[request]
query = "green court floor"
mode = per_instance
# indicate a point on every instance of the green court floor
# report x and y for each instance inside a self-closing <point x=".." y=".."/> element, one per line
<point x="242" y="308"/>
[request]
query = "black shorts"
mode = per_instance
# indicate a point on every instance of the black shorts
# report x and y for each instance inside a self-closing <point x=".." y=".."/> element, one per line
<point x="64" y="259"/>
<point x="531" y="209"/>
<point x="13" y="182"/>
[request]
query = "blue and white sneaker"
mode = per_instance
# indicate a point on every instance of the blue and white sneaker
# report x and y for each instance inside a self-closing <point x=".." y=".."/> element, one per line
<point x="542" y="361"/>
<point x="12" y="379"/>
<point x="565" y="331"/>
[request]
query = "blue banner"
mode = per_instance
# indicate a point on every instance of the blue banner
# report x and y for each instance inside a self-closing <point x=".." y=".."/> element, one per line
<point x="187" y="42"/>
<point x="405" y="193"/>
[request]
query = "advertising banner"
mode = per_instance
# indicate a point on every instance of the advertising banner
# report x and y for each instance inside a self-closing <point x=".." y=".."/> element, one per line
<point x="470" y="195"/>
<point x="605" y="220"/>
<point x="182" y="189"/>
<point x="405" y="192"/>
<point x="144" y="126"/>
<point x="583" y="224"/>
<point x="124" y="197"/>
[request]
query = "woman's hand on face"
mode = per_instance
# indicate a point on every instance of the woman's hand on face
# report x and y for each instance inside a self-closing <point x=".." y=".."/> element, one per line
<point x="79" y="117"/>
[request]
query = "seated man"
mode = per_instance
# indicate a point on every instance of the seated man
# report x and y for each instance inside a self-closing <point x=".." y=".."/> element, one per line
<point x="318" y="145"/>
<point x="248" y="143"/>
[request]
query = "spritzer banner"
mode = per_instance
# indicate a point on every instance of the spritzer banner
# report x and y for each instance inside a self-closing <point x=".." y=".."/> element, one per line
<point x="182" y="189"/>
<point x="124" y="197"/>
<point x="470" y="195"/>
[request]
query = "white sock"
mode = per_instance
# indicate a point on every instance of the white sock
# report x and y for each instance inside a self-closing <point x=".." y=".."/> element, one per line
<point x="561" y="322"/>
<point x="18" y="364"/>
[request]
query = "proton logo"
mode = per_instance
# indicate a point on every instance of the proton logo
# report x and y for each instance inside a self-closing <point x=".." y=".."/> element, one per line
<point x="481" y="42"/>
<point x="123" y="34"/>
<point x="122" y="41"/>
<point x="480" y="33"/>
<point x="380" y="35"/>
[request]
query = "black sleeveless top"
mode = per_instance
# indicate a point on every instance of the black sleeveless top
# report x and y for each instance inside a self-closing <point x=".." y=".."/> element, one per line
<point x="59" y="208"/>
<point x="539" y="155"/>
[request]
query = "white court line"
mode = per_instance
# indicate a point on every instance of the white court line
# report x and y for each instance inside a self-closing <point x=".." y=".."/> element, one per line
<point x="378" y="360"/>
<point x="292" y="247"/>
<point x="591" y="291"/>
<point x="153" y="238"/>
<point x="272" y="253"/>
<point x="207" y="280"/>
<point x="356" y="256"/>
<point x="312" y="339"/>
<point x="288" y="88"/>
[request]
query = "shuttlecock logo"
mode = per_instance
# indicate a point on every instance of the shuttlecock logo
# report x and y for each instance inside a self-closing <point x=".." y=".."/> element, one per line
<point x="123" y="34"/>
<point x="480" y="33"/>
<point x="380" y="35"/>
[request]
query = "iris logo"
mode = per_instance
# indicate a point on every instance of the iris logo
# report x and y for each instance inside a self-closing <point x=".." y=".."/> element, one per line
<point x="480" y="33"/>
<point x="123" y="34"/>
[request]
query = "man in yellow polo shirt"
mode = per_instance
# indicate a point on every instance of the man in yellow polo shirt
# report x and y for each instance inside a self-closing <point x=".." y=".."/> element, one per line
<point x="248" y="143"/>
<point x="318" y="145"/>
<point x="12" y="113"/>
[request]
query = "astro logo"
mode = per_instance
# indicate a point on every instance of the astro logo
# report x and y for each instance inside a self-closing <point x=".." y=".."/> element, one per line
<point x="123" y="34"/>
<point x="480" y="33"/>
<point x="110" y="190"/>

◆ **What the exercise asks**
Every record, from top to bottom, must be transcribed exactly.

◆ **Task response**
[request]
query = "green court floor"
mode = per_instance
# indicate a point on every instance of the green court floor
# report x and y for each instance inside a self-closing <point x=".." y=".."/> element, one per line
<point x="242" y="308"/>
[request]
query = "black shorts"
mode = per_instance
# indicate a point on every instance of the black shorts
# report x and y for each instance inside a self-closing <point x=".." y=".."/> element, one per line
<point x="64" y="259"/>
<point x="531" y="209"/>
<point x="13" y="182"/>
[request]
query = "blue and white sneaker"
mode = per_instance
# indicate a point on every instance of the blue and white sneaker
# report x and y for each instance inside a self-closing <point x=".." y=".."/> element, one per line
<point x="542" y="361"/>
<point x="12" y="379"/>
<point x="565" y="331"/>
[request]
query = "blue banner"
mode = per_instance
# indicate a point on every instance of the blue banner
# report x and y for each instance inside a self-closing <point x=".." y=".."/> element, one per line
<point x="187" y="42"/>
<point x="405" y="193"/>
[request]
query = "advertising banner"
mode = per_instance
# indicate a point on every instance of the advertising banner
# report x and y for each instance inside a self-closing <point x=".." y=".."/> element, one per line
<point x="470" y="195"/>
<point x="605" y="220"/>
<point x="182" y="189"/>
<point x="405" y="192"/>
<point x="144" y="126"/>
<point x="583" y="224"/>
<point x="124" y="197"/>
[request]
query = "woman's hand on face"
mode = per_instance
# indicate a point on every instance of the woman's hand on face
# report x and y for each instance inside a self-closing <point x=".." y=".."/> element, one per line
<point x="79" y="117"/>
[request]
query = "seated man"
mode = per_instance
# indicate a point on every instance of the seated man
# report x and y for each instance inside a self-closing <point x=".." y=".."/> element, one per line
<point x="318" y="145"/>
<point x="248" y="143"/>
[request]
query = "spritzer banner"
mode = per_instance
# indicate a point on every instance of the spritzer banner
# report x and y for each instance inside a self-closing <point x=".." y=".."/> element, one per line
<point x="182" y="189"/>
<point x="124" y="197"/>
<point x="470" y="195"/>
[request]
query = "white sock"
mode = per_instance
# indicate a point on every instance of the white sock
# report x and y for each instance inside a self-closing <point x=".." y=".."/> element, one per line
<point x="561" y="322"/>
<point x="18" y="364"/>
[request]
query = "proton logo"
mode = per_instance
# indicate a point on every instance of the proton logo
# report x and y for each instance inside a self-closing <point x=".." y=".."/> element, one per line
<point x="481" y="42"/>
<point x="123" y="34"/>
<point x="122" y="41"/>
<point x="480" y="33"/>
<point x="380" y="35"/>
[request]
query = "black sleeveless top"
mode = per_instance
# indicate a point on every instance of the black sleeveless top
# report x and y for each instance inside a self-closing <point x=".." y=".."/> element, one per line
<point x="59" y="208"/>
<point x="539" y="155"/>
[request]
query = "white court line"
mode = per_instance
# indicate a point on every instance of the white court line
# report x and y for each instance inside a self-closing <point x=".." y=".."/> element, one per line
<point x="378" y="360"/>
<point x="292" y="247"/>
<point x="591" y="291"/>
<point x="153" y="238"/>
<point x="272" y="253"/>
<point x="207" y="280"/>
<point x="356" y="256"/>
<point x="312" y="339"/>
<point x="288" y="88"/>
[request]
query = "shuttlecock logo"
mode = per_instance
# indicate a point on every instance of the shuttlecock logo
# report x and y for each instance inside a self-closing <point x=".." y=".."/> element, one per line
<point x="123" y="34"/>
<point x="480" y="33"/>
<point x="380" y="35"/>
[request]
query = "iris logo"
mode = per_instance
# indicate a point on every instance of the iris logo
# report x and y for each instance inside a self-closing <point x=".." y=".."/> element, one per line
<point x="480" y="33"/>
<point x="123" y="34"/>
[request]
query = "man in yellow polo shirt"
mode = per_instance
# indicate a point on every instance of the man in yellow polo shirt
# report x and y for each instance inside a self-closing <point x=".." y=".."/> element, one per line
<point x="248" y="143"/>
<point x="318" y="145"/>
<point x="12" y="113"/>
[request]
query = "astro logo"
mode = per_instance
# indicate a point on every instance of the astro logo
# report x and y for each instance inside a self-closing <point x=".." y=".."/> element, one per line
<point x="123" y="34"/>
<point x="480" y="33"/>
<point x="110" y="190"/>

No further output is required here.